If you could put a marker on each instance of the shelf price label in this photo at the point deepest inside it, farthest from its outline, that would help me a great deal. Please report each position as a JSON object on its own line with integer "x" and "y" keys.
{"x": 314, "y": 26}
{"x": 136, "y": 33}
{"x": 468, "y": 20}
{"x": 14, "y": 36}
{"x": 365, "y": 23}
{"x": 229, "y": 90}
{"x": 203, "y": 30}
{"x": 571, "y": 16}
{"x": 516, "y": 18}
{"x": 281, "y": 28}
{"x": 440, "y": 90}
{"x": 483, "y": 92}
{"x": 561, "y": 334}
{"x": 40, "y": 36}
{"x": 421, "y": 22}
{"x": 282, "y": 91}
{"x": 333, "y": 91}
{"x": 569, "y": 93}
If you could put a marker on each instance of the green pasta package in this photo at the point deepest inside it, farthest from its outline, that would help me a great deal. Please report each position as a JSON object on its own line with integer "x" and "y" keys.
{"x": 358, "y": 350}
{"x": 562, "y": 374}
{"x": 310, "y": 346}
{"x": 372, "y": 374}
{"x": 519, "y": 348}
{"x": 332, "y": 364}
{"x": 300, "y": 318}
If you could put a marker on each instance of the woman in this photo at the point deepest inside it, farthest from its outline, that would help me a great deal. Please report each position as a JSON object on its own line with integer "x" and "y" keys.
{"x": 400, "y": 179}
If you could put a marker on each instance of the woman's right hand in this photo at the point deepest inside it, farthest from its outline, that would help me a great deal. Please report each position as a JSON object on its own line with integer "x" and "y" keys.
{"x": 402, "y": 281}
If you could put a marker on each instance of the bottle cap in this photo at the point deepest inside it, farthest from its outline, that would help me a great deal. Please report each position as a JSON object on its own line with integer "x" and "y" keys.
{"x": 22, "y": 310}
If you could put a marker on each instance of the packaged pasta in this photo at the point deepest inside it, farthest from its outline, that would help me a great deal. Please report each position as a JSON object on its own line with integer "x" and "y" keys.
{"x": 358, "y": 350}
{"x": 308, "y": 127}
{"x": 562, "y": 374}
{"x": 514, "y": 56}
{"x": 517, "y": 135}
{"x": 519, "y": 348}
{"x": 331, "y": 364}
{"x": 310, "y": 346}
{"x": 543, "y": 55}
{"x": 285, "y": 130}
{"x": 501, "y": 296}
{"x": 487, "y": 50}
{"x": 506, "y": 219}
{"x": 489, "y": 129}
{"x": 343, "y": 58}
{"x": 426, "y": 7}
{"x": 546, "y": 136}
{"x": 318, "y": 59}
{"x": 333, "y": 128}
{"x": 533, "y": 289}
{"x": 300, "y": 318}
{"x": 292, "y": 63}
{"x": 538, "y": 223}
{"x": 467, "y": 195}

○ ○ ○ ○ ○

### Exercise
Taking no liberties, give the material above again in full.

### Solution for this problem
If you could put a marker on each instance of the shelf price label in this photo at the point deepest inside it, farthest from its outline, that would help me a great deal. Please report each position as a JSON object on its own line with integer "x" and "y" keys.
{"x": 314, "y": 26}
{"x": 136, "y": 33}
{"x": 468, "y": 20}
{"x": 14, "y": 36}
{"x": 365, "y": 23}
{"x": 229, "y": 90}
{"x": 203, "y": 30}
{"x": 571, "y": 16}
{"x": 516, "y": 18}
{"x": 281, "y": 28}
{"x": 440, "y": 90}
{"x": 483, "y": 92}
{"x": 561, "y": 334}
{"x": 40, "y": 36}
{"x": 421, "y": 22}
{"x": 282, "y": 91}
{"x": 333, "y": 91}
{"x": 569, "y": 93}
If you could put a marker on each instance of the green pasta package in this photo at the point deepest inside it, farthest from its outline, that would help me a great deal. Please report each position as a JSON object on its own line with integer "x" and "y" keys.
{"x": 358, "y": 350}
{"x": 562, "y": 374}
{"x": 310, "y": 346}
{"x": 372, "y": 374}
{"x": 519, "y": 348}
{"x": 332, "y": 364}
{"x": 300, "y": 318}
If you could put a marker on each instance of the woman in this photo at the point deepest inside it, farthest from its outline, that would help me a great deal. Please report each position as a JSON object on its own line with integer "x" and "y" keys.
{"x": 400, "y": 179}
If you could put a marker on each instance of the woman's right hand in this photo at the point deepest inside it, farthest from its outline, that would help me a great deal. Please report each position as a JSON object on its own line with integer "x" and "y" keys.
{"x": 402, "y": 281}
If you could put a marker on each instance of the bottle cap in this photo at the point deepest inside it, farthest from its outline, that would help me a great deal. Please report each position as a JSON object on its own line with integer "x" and "y" keys.
{"x": 22, "y": 310}
If you could put a marker on each instance of the packaged pasta in this photo at the point deepest inside it, farthest from its outline, that would help me a great deal. Please report each position as a JSON object on its own line with integer "x" and "y" keys.
{"x": 358, "y": 350}
{"x": 308, "y": 127}
{"x": 562, "y": 374}
{"x": 514, "y": 56}
{"x": 517, "y": 135}
{"x": 519, "y": 348}
{"x": 331, "y": 364}
{"x": 310, "y": 346}
{"x": 543, "y": 55}
{"x": 285, "y": 130}
{"x": 501, "y": 296}
{"x": 487, "y": 50}
{"x": 506, "y": 219}
{"x": 489, "y": 129}
{"x": 343, "y": 58}
{"x": 426, "y": 7}
{"x": 546, "y": 136}
{"x": 318, "y": 59}
{"x": 333, "y": 128}
{"x": 533, "y": 289}
{"x": 300, "y": 318}
{"x": 292, "y": 63}
{"x": 538, "y": 223}
{"x": 467, "y": 195}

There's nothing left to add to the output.